───── DATA TO PROCESS

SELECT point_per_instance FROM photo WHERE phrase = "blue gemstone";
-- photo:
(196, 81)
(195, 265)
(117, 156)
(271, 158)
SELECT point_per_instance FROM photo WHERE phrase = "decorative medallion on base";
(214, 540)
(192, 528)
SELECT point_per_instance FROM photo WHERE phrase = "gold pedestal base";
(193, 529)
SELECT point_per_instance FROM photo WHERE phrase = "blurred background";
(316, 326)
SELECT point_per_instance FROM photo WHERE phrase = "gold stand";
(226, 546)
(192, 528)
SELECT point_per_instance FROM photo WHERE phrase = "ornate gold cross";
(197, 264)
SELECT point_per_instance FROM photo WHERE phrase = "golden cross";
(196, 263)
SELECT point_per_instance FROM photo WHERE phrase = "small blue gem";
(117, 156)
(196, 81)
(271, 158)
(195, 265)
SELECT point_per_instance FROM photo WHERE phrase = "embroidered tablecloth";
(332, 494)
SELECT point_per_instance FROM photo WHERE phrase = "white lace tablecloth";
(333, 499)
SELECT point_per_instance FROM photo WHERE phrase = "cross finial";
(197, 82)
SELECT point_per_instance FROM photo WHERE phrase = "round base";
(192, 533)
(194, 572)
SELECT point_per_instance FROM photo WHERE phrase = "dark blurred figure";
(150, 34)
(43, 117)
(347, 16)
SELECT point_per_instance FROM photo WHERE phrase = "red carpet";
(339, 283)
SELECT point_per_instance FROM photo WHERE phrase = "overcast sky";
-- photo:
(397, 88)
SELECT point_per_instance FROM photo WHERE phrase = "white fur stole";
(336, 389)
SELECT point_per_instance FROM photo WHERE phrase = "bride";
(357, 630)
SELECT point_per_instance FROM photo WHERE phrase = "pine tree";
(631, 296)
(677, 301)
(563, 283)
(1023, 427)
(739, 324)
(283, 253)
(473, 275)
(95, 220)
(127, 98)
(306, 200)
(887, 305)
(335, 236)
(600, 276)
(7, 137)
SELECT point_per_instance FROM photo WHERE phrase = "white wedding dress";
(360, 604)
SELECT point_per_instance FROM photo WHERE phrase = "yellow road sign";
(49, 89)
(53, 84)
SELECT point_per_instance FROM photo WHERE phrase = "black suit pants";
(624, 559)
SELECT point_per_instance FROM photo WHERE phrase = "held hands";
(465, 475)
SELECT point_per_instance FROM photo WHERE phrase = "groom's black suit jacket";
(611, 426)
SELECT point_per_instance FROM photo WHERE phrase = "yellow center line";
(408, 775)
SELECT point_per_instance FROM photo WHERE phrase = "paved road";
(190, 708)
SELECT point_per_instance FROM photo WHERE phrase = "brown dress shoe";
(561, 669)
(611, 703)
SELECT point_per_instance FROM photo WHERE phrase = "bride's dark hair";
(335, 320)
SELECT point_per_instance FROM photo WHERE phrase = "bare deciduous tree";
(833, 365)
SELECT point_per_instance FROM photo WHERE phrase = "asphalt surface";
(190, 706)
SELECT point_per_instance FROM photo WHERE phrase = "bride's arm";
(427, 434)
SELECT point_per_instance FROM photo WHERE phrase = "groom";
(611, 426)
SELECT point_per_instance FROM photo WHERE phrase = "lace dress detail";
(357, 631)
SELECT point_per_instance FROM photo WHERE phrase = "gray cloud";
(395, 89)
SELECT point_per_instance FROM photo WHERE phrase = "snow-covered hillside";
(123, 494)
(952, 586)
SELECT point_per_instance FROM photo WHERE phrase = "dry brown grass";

──────────

- TO DO:
Repeat the material above exactly.

- EXERCISE ANSWER:
SELECT point_per_instance FROM photo WHERE phrase = "blue gemstone";
-- photo:
(196, 81)
(195, 265)
(117, 156)
(271, 158)
SELECT point_per_instance FROM photo WHERE phrase = "decorative medallion on base";
(214, 540)
(192, 528)
SELECT point_per_instance FROM photo WHERE phrase = "gold pedestal base";
(193, 529)
SELECT point_per_instance FROM photo WHERE phrase = "blurred background";
(316, 326)
SELECT point_per_instance FROM photo WHERE phrase = "gold stand";
(226, 546)
(192, 528)
SELECT point_per_instance FROM photo WHERE phrase = "ornate gold cross";
(197, 264)
SELECT point_per_instance FROM photo WHERE phrase = "golden cross";
(196, 263)
SELECT point_per_instance FROM photo WHERE phrase = "small blue gem";
(117, 156)
(196, 81)
(271, 158)
(195, 265)
SELECT point_per_instance FROM photo WHERE phrase = "embroidered tablecloth";
(332, 494)
SELECT point_per_instance FROM photo WHERE phrase = "white lace tablecloth";
(333, 499)
SELECT point_per_instance FROM photo WHERE phrase = "cross finial";
(197, 82)
SELECT point_per_instance FROM photo WHERE phrase = "round base";
(192, 533)
(194, 572)
SELECT point_per_instance FROM photo WHERE phrase = "dark blurred figure";
(150, 34)
(43, 117)
(347, 16)
SELECT point_per_instance FROM photo WHERE phrase = "red carpet";
(339, 283)
SELECT point_per_instance FROM photo WHERE phrase = "overcast sky";
-- photo:
(397, 88)
SELECT point_per_instance FROM photo WHERE phrase = "white fur stole";
(336, 389)
SELECT point_per_instance FROM photo WHERE phrase = "bride";
(357, 630)
SELECT point_per_instance FROM photo WHERE phrase = "pine tree";
(631, 296)
(677, 301)
(563, 283)
(1023, 427)
(739, 324)
(283, 253)
(473, 275)
(95, 220)
(127, 98)
(306, 200)
(887, 305)
(335, 236)
(600, 276)
(7, 137)
SELECT point_per_instance FROM photo WHERE phrase = "white wedding dress";
(360, 604)
SELECT point_per_instance FROM photo WHERE phrase = "yellow road sign";
(49, 89)
(53, 84)
SELECT point_per_instance FROM photo WHERE phrase = "black suit pants";
(624, 559)
SELECT point_per_instance FROM photo WHERE phrase = "held hands";
(465, 475)
SELECT point_per_instance FROM photo WHERE phrase = "groom's black suit jacket";
(611, 426)
SELECT point_per_instance FROM photo WHERE phrase = "yellow center line";
(408, 775)
SELECT point_per_instance FROM photo WHERE phrase = "paved road";
(190, 708)
SELECT point_per_instance FROM photo WHERE phrase = "brown dress shoe";
(561, 669)
(611, 703)
SELECT point_per_instance FROM photo WHERE phrase = "bride's dark hair";
(335, 320)
SELECT point_per_instance FROM photo WHERE phrase = "bare deciduous tree";
(833, 365)
SELECT point_per_instance FROM photo WHERE phrase = "asphalt surface";
(190, 706)
SELECT point_per_instance FROM photo WHERE phrase = "bride's arm";
(427, 434)
SELECT point_per_instance FROM photo WHERE phrase = "groom";
(611, 426)
SELECT point_per_instance FROM photo WHERE phrase = "lace dress detail";
(357, 631)
SELECT point_per_instance FROM photo WHERE phrase = "gray cloud";
(395, 89)
SELECT point_per_instance FROM photo WHERE phrase = "snow-covered hillside";
(123, 494)
(952, 586)
SELECT point_per_instance FROM photo WHERE phrase = "dry brown grass";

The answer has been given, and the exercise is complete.